##### DATA SECTION #####

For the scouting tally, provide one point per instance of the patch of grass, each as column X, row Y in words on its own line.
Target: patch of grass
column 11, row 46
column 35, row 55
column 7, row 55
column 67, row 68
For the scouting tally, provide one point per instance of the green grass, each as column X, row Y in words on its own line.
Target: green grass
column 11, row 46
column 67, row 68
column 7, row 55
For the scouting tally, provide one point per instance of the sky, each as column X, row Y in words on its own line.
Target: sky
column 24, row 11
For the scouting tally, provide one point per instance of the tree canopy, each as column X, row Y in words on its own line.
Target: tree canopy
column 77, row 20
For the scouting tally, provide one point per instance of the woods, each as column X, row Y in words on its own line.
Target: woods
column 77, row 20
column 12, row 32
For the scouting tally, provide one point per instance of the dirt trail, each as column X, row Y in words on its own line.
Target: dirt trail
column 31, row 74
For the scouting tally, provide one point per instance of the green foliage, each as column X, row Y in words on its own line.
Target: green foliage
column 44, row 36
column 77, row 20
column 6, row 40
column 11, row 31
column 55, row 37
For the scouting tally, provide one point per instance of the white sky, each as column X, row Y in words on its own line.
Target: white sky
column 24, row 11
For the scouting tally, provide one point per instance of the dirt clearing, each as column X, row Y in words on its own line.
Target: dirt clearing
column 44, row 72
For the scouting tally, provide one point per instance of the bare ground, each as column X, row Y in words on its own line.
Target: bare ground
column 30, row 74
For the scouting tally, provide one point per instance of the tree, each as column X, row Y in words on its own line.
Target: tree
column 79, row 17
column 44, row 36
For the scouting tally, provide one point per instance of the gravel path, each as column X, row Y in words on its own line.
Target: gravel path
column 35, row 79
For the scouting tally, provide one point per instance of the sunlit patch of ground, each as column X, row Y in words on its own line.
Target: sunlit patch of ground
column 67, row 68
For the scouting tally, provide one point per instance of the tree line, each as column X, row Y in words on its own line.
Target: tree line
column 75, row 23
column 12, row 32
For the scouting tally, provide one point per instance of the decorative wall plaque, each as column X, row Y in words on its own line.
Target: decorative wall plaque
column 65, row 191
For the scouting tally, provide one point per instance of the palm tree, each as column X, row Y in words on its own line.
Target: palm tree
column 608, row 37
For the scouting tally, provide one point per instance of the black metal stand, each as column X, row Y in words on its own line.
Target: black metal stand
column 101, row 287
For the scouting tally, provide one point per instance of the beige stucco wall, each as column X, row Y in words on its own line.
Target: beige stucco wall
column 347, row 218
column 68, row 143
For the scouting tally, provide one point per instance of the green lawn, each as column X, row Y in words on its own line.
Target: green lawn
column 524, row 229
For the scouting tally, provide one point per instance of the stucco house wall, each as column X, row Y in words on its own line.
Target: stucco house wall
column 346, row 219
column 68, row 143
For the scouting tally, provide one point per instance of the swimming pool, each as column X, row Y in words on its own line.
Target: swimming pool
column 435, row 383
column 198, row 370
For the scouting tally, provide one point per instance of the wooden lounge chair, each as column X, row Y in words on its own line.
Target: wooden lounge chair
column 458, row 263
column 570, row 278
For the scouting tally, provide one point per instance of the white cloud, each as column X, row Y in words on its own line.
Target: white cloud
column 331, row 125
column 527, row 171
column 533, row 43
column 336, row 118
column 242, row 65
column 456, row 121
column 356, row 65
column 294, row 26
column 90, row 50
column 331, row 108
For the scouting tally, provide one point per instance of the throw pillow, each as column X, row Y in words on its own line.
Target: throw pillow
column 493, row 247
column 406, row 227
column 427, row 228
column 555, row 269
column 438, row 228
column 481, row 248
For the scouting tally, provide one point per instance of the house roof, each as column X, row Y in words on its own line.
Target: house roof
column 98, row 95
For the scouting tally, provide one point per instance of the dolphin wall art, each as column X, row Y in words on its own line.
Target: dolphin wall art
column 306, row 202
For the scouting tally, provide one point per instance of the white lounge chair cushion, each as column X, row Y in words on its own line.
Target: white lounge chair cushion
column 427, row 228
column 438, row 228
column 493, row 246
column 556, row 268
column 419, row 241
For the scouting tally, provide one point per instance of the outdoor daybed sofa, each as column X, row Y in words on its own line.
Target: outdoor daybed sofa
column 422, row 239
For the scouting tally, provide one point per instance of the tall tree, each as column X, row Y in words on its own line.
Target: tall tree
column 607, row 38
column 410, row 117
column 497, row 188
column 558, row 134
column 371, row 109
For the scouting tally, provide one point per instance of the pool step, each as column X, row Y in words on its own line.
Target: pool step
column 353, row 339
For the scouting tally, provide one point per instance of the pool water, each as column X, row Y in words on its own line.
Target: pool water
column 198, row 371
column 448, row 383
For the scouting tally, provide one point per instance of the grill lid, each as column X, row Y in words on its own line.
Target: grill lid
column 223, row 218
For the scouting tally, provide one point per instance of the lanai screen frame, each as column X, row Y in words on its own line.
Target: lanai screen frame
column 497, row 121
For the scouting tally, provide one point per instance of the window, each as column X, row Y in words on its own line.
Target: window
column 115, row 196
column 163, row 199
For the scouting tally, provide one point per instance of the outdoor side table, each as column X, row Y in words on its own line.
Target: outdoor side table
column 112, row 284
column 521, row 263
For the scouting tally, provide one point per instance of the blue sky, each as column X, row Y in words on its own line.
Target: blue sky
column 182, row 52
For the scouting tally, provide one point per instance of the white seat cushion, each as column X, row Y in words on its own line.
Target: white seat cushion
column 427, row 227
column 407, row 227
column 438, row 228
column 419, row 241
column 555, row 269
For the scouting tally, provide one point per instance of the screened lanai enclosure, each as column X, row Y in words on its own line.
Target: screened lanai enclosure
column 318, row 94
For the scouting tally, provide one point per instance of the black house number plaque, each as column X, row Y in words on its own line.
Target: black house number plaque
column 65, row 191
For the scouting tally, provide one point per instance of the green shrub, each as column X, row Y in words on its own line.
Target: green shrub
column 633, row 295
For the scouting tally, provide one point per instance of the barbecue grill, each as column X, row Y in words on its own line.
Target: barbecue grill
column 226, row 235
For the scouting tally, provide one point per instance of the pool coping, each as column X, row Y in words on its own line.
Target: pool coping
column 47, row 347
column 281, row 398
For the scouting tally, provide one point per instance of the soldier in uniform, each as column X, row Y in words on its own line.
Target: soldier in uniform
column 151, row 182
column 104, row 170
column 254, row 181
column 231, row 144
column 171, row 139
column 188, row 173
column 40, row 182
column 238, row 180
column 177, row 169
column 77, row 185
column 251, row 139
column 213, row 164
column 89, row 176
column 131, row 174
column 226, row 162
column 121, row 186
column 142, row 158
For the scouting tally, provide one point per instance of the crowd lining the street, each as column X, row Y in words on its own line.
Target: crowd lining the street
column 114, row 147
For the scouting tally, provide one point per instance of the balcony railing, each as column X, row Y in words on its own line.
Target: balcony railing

#####

### [WHAT YOU ARE ASKED TO DO]
Rewrite the items between the lines holding "of the stucco" and "column 198, row 370", inclusive, so that "swimming pool" becomes "backyard pool" and everything else stays unchanged.

### [OUTPUT FOR THIS TASK]
For the scouting tally, provide one point per instance of the stucco house wall, each as column X, row Y in words on its own line.
Target: stucco house wall
column 346, row 219
column 68, row 143
For the scouting tally, provide one point per instance of the backyard pool, each as column X, row Y in words on its own line.
Target: backyard pool
column 435, row 383
column 198, row 370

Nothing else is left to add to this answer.